**Job:** Please list every line in the records below that contains the word "window", matching case exactly.

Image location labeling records
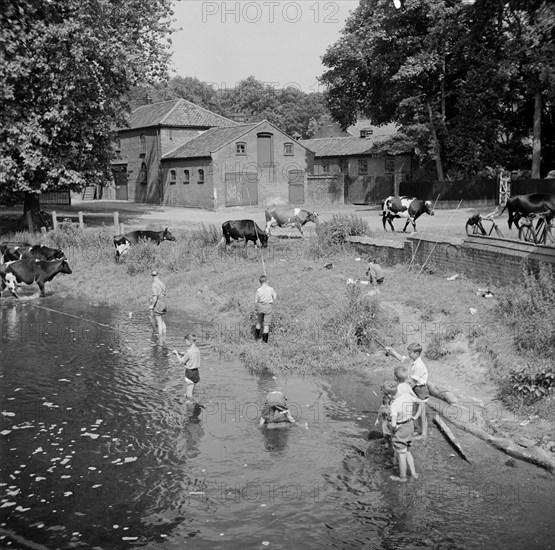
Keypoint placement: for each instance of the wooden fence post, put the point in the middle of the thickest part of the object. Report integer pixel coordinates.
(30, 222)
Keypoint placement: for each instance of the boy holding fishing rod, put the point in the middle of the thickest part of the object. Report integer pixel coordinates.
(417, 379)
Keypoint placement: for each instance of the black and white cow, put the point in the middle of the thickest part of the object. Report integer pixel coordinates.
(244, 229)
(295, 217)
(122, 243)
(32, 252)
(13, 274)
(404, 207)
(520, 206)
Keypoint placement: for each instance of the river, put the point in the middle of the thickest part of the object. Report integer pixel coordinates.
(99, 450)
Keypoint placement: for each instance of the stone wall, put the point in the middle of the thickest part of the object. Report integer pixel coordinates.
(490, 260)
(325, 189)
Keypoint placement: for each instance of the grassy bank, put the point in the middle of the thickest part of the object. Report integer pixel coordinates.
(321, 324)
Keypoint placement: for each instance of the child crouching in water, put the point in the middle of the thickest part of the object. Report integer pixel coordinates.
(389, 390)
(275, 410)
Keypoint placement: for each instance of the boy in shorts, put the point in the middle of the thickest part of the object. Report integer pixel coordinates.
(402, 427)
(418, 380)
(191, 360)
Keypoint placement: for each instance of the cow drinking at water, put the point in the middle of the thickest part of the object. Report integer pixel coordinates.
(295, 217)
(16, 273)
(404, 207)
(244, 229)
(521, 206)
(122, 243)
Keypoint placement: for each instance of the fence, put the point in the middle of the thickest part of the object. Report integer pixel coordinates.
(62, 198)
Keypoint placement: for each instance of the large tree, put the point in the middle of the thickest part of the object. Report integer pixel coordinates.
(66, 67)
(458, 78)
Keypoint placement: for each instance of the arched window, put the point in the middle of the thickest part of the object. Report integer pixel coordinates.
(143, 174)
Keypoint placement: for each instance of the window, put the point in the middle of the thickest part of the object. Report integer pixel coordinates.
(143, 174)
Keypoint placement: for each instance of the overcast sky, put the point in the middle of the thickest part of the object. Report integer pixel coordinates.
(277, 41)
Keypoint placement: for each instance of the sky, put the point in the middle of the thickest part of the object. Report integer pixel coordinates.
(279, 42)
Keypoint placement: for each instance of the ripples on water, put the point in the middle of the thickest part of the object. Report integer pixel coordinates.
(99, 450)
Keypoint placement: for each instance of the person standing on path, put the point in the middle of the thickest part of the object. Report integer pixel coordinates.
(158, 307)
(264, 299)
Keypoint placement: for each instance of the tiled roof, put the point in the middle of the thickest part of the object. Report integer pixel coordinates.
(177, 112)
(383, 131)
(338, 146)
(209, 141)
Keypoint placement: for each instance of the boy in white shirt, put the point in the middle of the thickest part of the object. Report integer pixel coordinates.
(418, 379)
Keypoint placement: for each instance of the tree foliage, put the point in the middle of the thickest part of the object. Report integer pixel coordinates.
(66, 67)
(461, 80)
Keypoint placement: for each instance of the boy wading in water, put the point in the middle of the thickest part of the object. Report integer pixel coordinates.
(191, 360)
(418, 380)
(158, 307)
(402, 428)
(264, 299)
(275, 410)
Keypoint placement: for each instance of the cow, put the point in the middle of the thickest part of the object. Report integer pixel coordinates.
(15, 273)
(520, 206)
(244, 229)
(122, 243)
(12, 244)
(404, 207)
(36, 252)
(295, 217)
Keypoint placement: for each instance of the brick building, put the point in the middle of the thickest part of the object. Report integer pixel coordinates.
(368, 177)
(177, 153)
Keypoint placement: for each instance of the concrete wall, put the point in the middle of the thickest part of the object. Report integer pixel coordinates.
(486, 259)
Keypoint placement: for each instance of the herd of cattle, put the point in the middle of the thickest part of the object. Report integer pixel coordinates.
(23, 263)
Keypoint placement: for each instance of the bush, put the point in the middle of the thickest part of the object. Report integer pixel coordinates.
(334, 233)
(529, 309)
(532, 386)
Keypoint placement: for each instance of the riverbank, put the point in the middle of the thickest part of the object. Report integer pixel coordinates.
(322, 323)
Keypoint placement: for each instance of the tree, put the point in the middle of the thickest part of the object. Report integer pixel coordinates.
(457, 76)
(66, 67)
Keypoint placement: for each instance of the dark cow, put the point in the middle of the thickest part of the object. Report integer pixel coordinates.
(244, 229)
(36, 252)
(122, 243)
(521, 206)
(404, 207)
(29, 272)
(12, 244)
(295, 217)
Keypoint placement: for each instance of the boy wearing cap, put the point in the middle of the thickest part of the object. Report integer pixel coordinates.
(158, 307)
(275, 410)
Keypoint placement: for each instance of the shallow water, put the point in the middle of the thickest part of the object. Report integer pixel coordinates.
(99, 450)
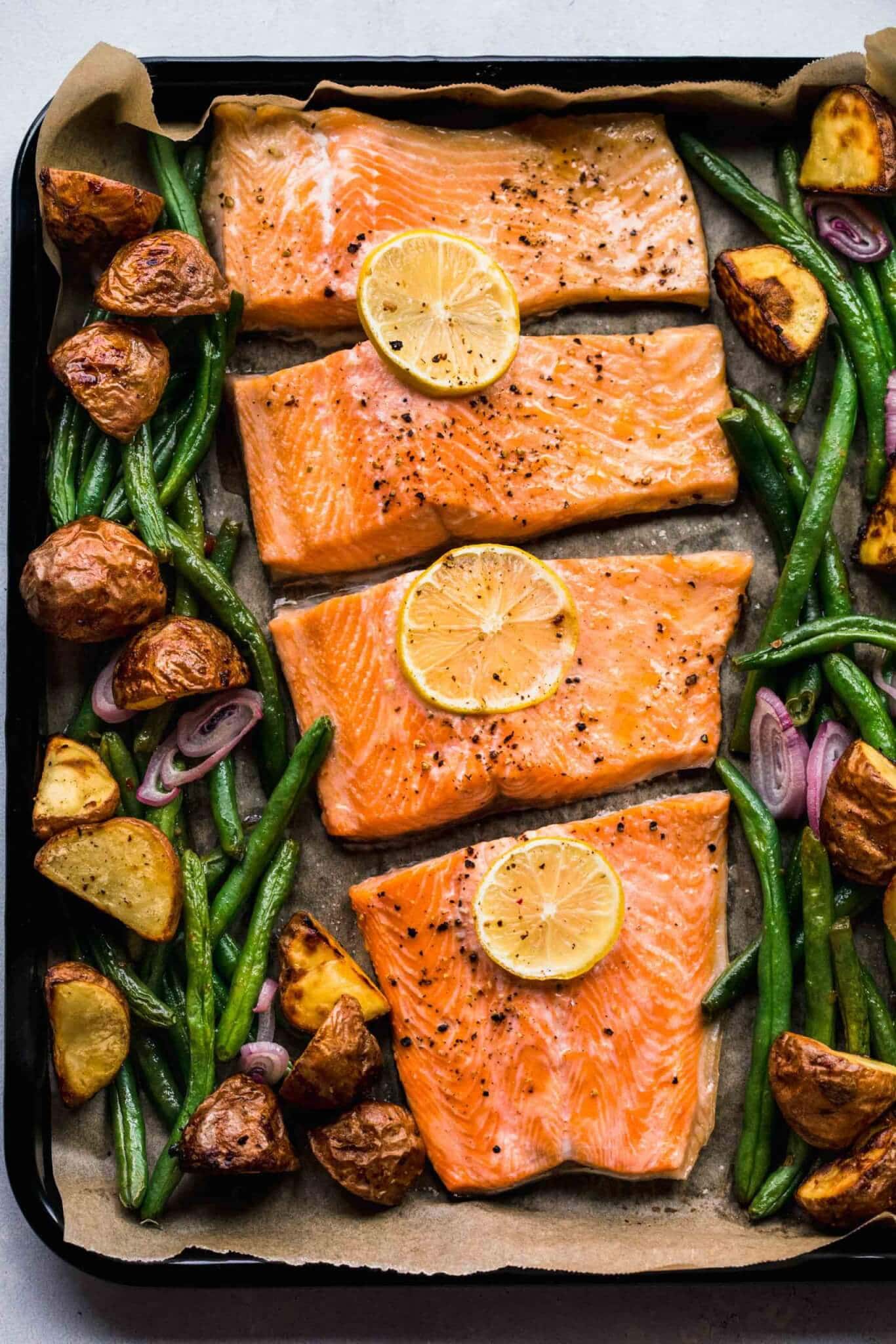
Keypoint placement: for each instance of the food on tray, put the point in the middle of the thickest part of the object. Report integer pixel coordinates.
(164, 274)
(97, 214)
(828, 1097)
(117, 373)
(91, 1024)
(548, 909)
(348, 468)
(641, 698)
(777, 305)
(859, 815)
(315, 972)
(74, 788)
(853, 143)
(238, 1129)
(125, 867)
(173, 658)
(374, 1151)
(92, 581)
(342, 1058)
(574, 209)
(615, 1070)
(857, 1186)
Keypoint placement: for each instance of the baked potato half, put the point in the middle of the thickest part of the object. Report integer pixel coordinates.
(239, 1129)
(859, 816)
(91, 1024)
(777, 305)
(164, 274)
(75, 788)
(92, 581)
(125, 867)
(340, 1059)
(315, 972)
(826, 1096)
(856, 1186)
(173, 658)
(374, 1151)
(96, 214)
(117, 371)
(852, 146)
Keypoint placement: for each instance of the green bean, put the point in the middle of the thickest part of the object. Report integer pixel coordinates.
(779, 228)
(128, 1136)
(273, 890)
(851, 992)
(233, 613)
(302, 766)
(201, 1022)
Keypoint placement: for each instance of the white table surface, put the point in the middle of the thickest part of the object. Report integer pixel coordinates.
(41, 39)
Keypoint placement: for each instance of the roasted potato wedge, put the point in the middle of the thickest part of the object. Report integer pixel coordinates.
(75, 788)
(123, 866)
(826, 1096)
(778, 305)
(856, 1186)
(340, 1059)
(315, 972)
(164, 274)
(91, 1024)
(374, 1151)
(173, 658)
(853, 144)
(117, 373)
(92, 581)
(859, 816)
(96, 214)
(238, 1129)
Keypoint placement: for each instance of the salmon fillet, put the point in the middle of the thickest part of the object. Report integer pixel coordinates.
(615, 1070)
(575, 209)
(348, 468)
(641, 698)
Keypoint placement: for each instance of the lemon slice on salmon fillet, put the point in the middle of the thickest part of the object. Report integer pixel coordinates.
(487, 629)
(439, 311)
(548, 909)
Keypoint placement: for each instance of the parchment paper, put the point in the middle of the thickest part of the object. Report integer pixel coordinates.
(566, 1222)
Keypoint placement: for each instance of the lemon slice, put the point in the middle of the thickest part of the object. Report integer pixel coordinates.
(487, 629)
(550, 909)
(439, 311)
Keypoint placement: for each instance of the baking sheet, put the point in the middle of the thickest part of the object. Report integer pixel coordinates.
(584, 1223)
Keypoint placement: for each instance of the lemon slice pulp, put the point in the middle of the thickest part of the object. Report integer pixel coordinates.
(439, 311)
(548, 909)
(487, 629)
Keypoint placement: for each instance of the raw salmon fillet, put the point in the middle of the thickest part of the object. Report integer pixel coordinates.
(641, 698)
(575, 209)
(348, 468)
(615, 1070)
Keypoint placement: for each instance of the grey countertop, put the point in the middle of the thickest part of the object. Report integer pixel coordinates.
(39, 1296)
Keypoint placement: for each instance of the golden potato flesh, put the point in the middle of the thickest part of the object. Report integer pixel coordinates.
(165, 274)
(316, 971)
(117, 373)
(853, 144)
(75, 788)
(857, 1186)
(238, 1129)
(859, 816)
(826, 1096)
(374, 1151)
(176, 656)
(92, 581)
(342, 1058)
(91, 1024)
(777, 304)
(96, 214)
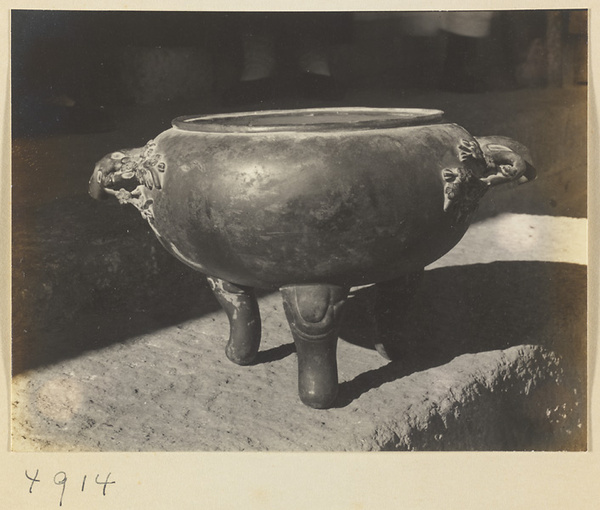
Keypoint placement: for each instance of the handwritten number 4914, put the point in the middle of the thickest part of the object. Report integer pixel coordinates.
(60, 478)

==

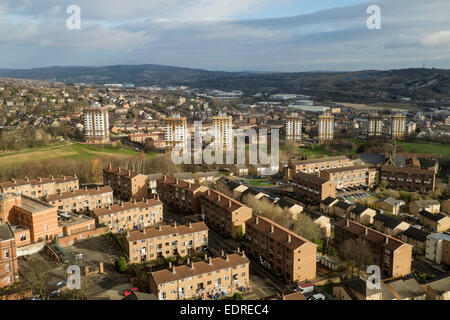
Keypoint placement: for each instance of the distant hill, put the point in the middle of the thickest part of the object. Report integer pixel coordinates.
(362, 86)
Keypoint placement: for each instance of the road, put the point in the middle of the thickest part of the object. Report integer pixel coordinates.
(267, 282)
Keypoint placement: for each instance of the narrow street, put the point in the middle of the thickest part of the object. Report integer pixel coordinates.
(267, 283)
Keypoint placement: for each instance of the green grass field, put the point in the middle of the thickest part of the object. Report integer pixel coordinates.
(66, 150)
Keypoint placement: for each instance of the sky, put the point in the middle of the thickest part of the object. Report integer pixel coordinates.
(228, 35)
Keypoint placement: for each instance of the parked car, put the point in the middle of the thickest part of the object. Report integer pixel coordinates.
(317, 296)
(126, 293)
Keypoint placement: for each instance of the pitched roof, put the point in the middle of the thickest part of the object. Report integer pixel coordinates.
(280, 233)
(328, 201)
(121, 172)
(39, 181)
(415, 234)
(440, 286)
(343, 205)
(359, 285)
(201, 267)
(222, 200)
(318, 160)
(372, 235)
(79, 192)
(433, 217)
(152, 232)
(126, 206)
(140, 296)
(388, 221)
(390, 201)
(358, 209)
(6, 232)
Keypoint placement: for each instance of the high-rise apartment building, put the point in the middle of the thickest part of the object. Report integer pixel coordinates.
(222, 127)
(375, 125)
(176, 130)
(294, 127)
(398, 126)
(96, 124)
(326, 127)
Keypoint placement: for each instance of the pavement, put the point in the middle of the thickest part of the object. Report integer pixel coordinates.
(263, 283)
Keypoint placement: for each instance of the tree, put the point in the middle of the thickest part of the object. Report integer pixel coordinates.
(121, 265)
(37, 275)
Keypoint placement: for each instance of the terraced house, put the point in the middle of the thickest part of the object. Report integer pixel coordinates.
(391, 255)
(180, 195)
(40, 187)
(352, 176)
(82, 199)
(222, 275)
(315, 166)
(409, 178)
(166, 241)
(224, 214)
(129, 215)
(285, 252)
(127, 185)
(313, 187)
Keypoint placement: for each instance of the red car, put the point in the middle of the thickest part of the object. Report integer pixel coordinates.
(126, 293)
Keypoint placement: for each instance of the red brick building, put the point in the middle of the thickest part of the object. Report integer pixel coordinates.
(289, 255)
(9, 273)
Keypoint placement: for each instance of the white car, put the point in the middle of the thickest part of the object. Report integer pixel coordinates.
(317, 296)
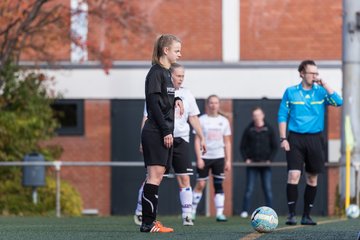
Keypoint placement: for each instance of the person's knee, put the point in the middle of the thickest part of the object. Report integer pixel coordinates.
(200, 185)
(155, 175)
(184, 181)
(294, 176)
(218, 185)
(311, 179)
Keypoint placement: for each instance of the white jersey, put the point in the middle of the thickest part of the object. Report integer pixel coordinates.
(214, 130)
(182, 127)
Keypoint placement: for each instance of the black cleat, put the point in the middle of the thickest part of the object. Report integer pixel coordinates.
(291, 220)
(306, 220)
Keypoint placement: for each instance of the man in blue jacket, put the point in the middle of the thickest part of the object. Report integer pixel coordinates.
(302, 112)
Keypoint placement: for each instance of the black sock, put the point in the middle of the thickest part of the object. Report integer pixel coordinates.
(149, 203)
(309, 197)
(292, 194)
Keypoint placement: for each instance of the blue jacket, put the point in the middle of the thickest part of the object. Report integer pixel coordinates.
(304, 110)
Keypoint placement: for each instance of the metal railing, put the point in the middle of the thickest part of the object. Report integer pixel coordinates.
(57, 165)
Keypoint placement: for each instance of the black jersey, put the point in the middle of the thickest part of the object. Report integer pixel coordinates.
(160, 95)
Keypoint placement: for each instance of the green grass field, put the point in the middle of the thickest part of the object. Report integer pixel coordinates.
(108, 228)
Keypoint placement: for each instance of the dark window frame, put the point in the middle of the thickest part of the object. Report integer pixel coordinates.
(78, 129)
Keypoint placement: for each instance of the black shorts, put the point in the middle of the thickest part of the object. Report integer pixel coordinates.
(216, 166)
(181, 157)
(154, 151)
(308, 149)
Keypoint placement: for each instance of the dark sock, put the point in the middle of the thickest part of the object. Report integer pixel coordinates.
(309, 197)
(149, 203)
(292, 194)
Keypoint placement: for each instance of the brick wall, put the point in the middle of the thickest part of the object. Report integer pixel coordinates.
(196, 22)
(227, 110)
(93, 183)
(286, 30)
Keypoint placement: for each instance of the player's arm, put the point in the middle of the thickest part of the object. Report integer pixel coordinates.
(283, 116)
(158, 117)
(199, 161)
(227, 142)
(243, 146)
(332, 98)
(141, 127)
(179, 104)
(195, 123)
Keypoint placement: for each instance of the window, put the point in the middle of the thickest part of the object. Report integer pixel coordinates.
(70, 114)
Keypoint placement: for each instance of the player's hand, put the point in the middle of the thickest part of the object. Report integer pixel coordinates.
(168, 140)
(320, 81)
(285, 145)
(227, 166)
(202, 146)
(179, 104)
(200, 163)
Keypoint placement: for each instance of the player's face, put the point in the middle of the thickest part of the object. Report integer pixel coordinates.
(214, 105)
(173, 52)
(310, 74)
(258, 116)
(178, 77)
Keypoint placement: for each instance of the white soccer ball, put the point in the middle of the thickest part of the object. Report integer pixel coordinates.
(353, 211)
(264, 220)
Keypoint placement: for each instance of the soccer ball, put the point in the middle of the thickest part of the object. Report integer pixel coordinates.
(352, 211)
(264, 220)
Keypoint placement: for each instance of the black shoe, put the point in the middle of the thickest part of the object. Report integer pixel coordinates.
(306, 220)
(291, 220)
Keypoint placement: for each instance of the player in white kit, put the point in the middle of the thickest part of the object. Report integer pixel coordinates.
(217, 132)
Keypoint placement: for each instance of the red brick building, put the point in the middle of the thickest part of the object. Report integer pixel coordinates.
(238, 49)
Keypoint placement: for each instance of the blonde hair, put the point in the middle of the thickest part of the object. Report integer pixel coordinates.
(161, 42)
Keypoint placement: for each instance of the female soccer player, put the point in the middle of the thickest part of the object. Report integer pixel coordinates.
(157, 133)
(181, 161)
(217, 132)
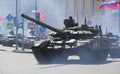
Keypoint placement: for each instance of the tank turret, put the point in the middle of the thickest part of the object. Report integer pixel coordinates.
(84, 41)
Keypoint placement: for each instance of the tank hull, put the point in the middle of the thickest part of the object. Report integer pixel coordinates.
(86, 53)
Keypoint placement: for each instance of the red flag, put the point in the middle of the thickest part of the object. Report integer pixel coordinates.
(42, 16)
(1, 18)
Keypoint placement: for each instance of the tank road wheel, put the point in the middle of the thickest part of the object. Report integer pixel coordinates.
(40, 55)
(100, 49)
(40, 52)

**Answer below:**
Keypoint placement: for each instance of the arched window, put the point in the middle of the thickest part of the object. Report integer pixel coordinates.
Keypoint placement: for each instance of the window, put the point in the middle of the thickest part of the object. Report integer pixel coordinates.
Keypoint placement: for each instance of the dark window frame, put the point in the middle of the thickest part of the object. Report integer pixel coordinates.
Keypoint placement: for each instance of the window, put the point in the middle of the thickest part of the object. Report integer pixel coordinates.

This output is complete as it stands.